Objective: To investigate if the addition of an in-depth interview focused on cultural dietary practices could improve the quality of dietary data from food records among South Asian women in New Zealand.
Methods: Cross-sectional data were collected from 134 South Asian women (≥20 years), living in Auckland. Dietary data were collected using four-day food records. Nutritional analysis revealed 33.6% under-reporting of energy intakes. All women were recalled for an in-depth probing interview focused on culture-specific foods and dietary practices.
Results: The interview revealed extensive use of dairy products and plant oils. The nutrient content of the food record alone and the food record plus interview were compared; median energy intakes were 6,852 kJ vs 7,246 kJ (p<0.001); under-reporting decreased by 14.2%, and total fat and protein intakes (g/day) increased (p<0.001). Estimates of poly- and mono-unsaturated fatty acids increased significantly (p<0.001) due to greater use of plant oils due to greater use of plant oils replacing saturated fatty acid-rich fats in food preparation. A significant increase (17%) (p<0.001) in calcium intake reflects the higher dairy intake identified with the interview.
Conclusion: The addition of an in-depth probing interview to a four-day food record enhanced food intake reporting. Self-reported dietary assessments in immigrant population groups require quality control for accuracy.
Implications: Methods to ensure high-quality dietary data are essential to assess health outcomes and to inform public health interventions, especially in immigrant populations.

Work request.
In the abstract, what percentage of energy intakes were found to be under-reported from the food records? The items are separate material with no link to the abstract.

Extracted data.
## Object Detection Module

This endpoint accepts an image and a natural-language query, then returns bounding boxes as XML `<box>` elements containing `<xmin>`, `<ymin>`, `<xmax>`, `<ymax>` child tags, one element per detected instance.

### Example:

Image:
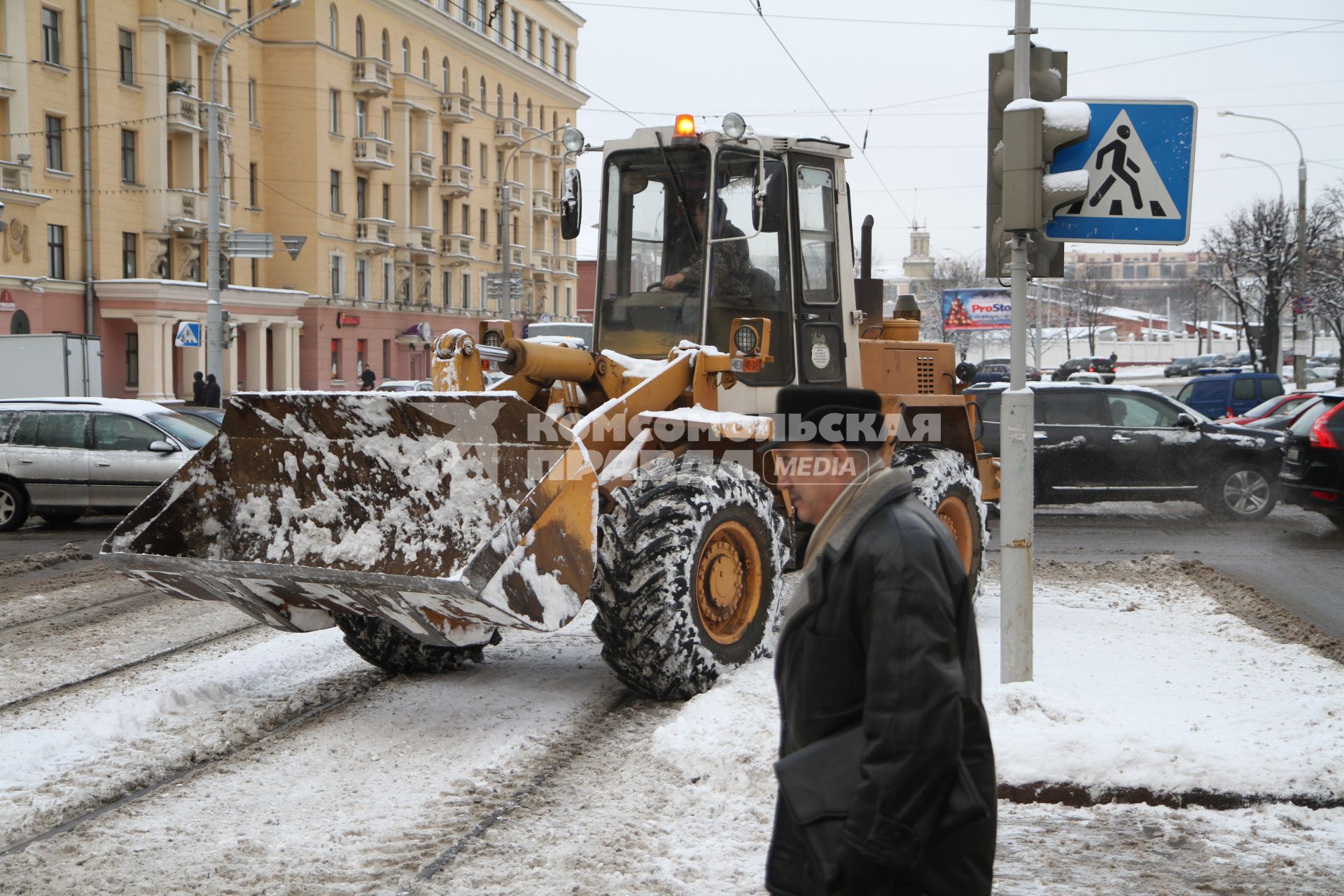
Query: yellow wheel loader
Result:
<box><xmin>102</xmin><ymin>120</ymin><xmax>999</xmax><ymax>699</ymax></box>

Solution for this task.
33.6%